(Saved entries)

*** Begin section ***

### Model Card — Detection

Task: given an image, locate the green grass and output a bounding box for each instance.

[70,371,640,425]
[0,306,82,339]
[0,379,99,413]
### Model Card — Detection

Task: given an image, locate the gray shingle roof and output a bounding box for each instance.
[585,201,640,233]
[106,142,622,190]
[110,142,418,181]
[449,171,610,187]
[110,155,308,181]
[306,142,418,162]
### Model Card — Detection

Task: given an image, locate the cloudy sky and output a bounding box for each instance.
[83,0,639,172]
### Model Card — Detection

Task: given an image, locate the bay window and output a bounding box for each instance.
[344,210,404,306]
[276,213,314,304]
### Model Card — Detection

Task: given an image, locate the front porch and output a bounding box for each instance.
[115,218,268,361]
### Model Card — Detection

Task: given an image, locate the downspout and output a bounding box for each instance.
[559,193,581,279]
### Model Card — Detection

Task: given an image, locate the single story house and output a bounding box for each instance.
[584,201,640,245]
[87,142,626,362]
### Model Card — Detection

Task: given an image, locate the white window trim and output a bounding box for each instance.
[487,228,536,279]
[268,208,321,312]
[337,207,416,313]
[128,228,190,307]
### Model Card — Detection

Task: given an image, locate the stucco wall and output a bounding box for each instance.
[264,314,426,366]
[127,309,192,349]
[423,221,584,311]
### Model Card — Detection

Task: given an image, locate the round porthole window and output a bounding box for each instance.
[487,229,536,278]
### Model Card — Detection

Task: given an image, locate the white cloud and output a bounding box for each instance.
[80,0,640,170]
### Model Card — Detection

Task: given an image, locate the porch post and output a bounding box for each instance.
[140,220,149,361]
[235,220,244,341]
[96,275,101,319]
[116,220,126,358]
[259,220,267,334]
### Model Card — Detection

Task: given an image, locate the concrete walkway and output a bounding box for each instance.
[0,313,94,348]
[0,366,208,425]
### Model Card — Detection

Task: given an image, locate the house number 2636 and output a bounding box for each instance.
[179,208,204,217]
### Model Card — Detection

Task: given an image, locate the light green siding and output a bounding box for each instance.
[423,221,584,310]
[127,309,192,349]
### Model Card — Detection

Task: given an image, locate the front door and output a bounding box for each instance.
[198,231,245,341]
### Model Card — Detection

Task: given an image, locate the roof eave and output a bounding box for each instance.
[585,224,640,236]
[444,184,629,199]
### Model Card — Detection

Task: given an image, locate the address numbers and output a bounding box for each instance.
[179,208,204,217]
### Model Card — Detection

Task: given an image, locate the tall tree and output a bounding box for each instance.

*** End section ***

• **Exercise prompt**
Each record above is to be reproduced word for word.

• **Solution to the exercise**
### Model Card — Detection

Task: given an image, locate the green grass and output a bounding box for each instance.

[70,371,640,425]
[0,306,82,339]
[0,379,99,413]
### Model Card — Detection

Task: given an image, locate the gray shingle roof and output a bounding box for each instance.
[585,201,640,233]
[106,142,622,190]
[110,142,418,181]
[449,171,610,187]
[110,155,308,181]
[306,142,418,162]
### Model Card — Detection

Task: given an image, locate the cloudy sky and output a bounding box for each instance.
[83,0,639,172]
### Model Card — Detection

Task: given an image, locate the bay window and output a bounding box for each instance.
[344,210,404,306]
[276,213,314,304]
### Model Card — Detection

Task: given an image, locate the front porch and output a bounding box for each instance.
[115,218,268,361]
### Model Card — Detection

Task: given an image, locate the downspout and output a bounding box for each instance.
[559,193,581,279]
### Model Card — Detection

Task: given an image, locate the single story house and output a bounding box for each instance.
[584,201,640,245]
[87,142,626,362]
### Model Card — Detection

Task: given an image, locate the white window trim and output a bounding box for each instance.
[487,228,536,279]
[268,208,321,312]
[337,207,416,313]
[128,228,190,307]
### Model Card — Detection

Task: given an image, locate the stucco wall and output a bounding box for each instance.
[264,314,426,366]
[127,309,192,349]
[423,221,584,311]
### Model Card — Detection

Task: given an image, locate the round porthole window and output a bounding box for each instance.
[487,229,536,278]
### Model Card — Detection

Task: given an image, locate the white cloud and output a bounding box for each instance.
[80,0,640,170]
### Model Card — Detection

Task: given an image, locate the porch post and output a bounding box for each instance.
[140,220,149,361]
[235,220,244,341]
[96,275,101,319]
[116,220,126,358]
[259,220,267,334]
### Model Card — Detection

Task: given an image, locate the concrete walkway and output a bounding box for each instance.
[0,313,94,348]
[0,366,208,425]
### Model Card — Detection

Task: given an image, locate the house number 2636 and output a bounding box for each instance.
[179,208,204,217]
### Model Card — Detection

Task: given an image, locate the light green siding and output a bounding box for each instance.
[423,221,584,310]
[127,309,192,349]
### Model Card — Detection

Task: given an image, locate the front door and output a bounding box for each instance.
[198,231,245,341]
### Model Card — Detection

Task: given an image, locate the roof eave and output a bounding box for each instance.
[585,224,640,236]
[444,184,629,199]
### Model Card — Detection

Task: given an image, locate the address numbers and output a bounding box for each instance.
[179,208,204,217]
### Model Card — Detection

Task: given an image, locate the tall tree and output a bounding box for each instance.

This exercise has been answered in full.